◆ ASSIGNMENT 1
According to the report on police targeting of journalists, why did Hana Mahameed consider the gas bomb attacks on journalists deliberate?
◆ ASSIGNMENT 2
From the report on police targeting of journalists, quote the stretch from "Police have employed" through "or armed conflicts.".
◆ ASSIGNMENT 3
Continue the report on police targeting of journalists from its final sentence.

◆ SOURCE DOCUMENT
[Start of section]
I'lam Condemns Targetting of Journalists and Freedom of Expression
Israeli Police Targets Journalists and Freedom of Expression
The Israeli police have been targeting journalists and free speech by attacking journalists, and monitoring and policing thoughts in online media. This comes in the wake of the Palestinian protests in response to the repeated attacks on Al-Aqsa Mosque, in which 45 Palestinians have been killed and 5,700 have been injured as of the 19th of October, 2015. Eight Israelis have been killed and 201 have been injured in that same timeframe.
The testimonies that I’lam has gathered clearly indicate that the police are deliberately targeting press and freedom of expression. During the last series of protests and clashes Israel jailed 46 journalists from within Israel, including those in Jerusalem. During these protests they are repeating this pattern.
Journalist Saher al-Haj of the Jaffra Newspaper said in his testimony that he was attacked during the protest held in Nazareth on the 8th of October, 2015. He stated that the police targeted journalists rather than protesters. They shot them with rubber bullets and broke the leg of one of the female journalists.
Journalist Hana Mahameed of Al Mayadeen TV suffered burns to her face. She stated that the police deliberately threw gas bombs at the journalists despite their protective press jackets being in clear view.
Police have employed a number of tactics to harm and intimidate journalists. They have beaten them, shot them with rubber bullets, and thrown gas bombs and tear gas at them. These actions violate international law which protects journalists while they are covering protests or armed conflicts.
I’lam in its letter to the Commander in Chief of the Police and the Prosecutor General of the Army stated that according to international conventions and treaties, the journalists in areas of conflict are protected by Article 79 of the Geneva Convention of 1949. The Convention states that the civilian journalists who perform their missions in areas of armed conflict must be respected and treated as civilians, and protected from all forms of deliberate attack, provided that they do not act contrary to their civilian status.
[End of section]
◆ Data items
[Start of section]
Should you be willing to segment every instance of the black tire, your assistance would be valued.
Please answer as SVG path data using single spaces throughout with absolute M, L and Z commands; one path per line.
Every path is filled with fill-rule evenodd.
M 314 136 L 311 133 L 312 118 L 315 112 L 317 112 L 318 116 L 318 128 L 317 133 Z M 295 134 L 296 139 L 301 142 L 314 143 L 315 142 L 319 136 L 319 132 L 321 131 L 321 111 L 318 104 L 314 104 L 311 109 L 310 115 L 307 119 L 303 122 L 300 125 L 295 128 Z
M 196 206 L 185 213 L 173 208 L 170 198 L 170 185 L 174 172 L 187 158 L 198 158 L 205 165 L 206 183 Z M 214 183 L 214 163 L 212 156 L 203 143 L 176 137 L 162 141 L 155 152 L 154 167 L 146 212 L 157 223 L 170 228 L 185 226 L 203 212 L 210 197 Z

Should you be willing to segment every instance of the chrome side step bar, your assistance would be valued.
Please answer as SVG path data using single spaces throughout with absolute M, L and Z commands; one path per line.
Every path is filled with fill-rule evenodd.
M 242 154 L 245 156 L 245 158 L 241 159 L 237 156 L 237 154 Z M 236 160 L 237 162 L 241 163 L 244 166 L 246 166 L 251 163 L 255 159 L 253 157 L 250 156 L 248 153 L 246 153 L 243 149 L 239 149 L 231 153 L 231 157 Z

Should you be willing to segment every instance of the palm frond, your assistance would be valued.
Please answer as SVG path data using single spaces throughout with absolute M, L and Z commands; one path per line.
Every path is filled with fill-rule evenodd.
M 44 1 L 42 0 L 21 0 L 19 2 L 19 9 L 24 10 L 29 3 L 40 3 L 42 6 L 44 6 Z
[End of section]
◆ TASK RESULT 1
She said the police threw gas bombs at the journalists even though their protective press jackets were in clear view.

◆ TASK RESULT 2
Police have employed a number of tactics to harm and intimidate journalists. They have beaten them, shot them with rubber bullets, and thrown gas bombs and tear gas at them. These actions violate international law which protects journalists while they are covering protests or armed conflicts.

◆ TASK RESULT 3
These violations also constitute a flagrant violation of United Nations Security Council resolution No. 2222, released in May, which calls for the protection of journalists. This resolution was a continuation of resolution 1738 initiated by France in 2006, which defends freedom of expression, even over the internet, in situations of armed conflict and or protest.
In this context I’lam also condemns the police unit created to monitor and police statements made by Arabs on social and other online media platforms. This unit has been used to make preventative arrests of Arab citizens solely on suspicion that they are involved in illegal activity. They monitor social media of Arab citizens and arrest activists under the pretext that their publications through social networks indicate that they may have the “intention” to carry out “terrorist attacks”. Many have been arrested for making statements of solidarity with their Palestinian brethren, which did not exceed a moral statement of unity.
At least eight arrests have been made based upon statuses created on Facebook. These arrests include journalist Mifhqal Zidane and football player Hamama Jarban. Mifhqal Zidane, editor of the Baladna website, was arrested and then released after a night in jail. Hamama Jarban, who plays for both the Palestinian national team and Hapoel Hadera in Israel, was similarly arrested for a status update she made on Facebook.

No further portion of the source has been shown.